WHAT TO PRODUCE:
Rewrite the data below, replacing "flip flop sandal" with "beach sandal" and keeping everything else the same. Leave the pictures out of your answer.

Stored data:
start
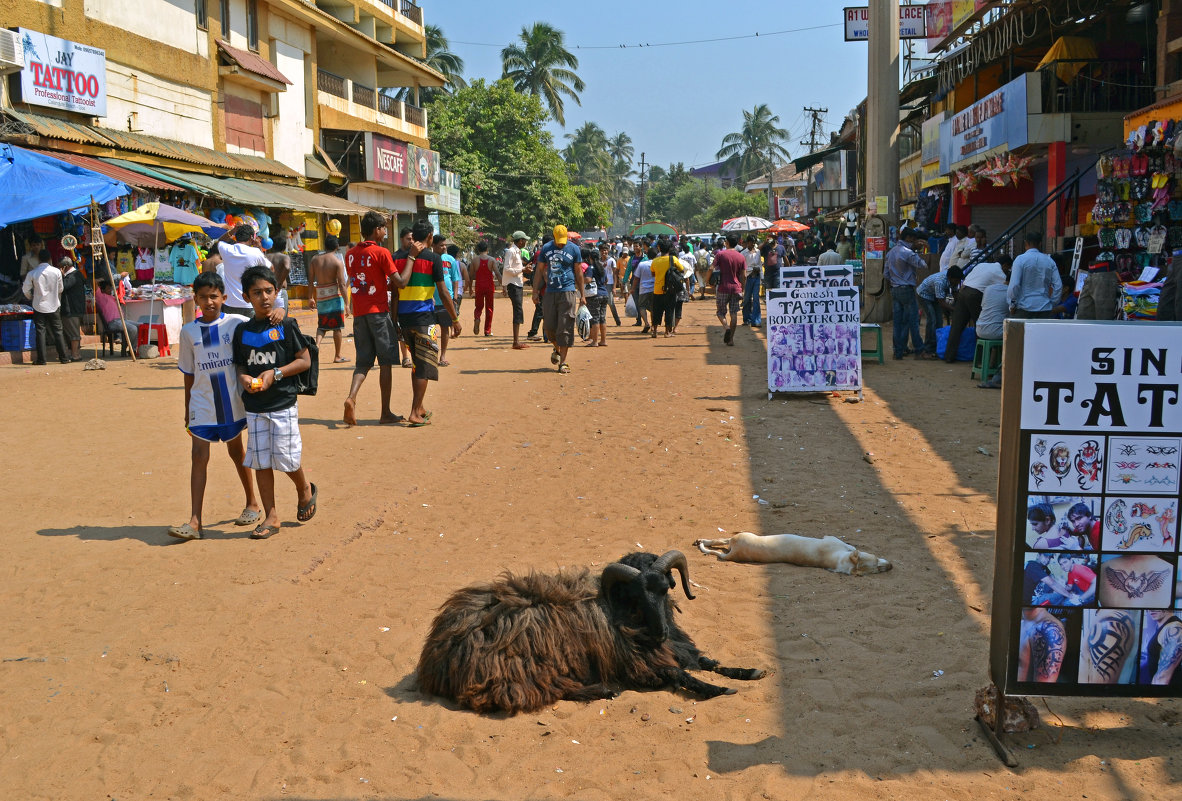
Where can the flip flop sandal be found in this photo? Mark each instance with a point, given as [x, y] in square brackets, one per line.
[305, 512]
[184, 532]
[248, 518]
[264, 532]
end
RESPONSE:
Where can the beach sandal be found in this photo? Mark each instance with a point, given as [x, y] in square brackets, one per line.
[305, 512]
[184, 532]
[248, 518]
[264, 532]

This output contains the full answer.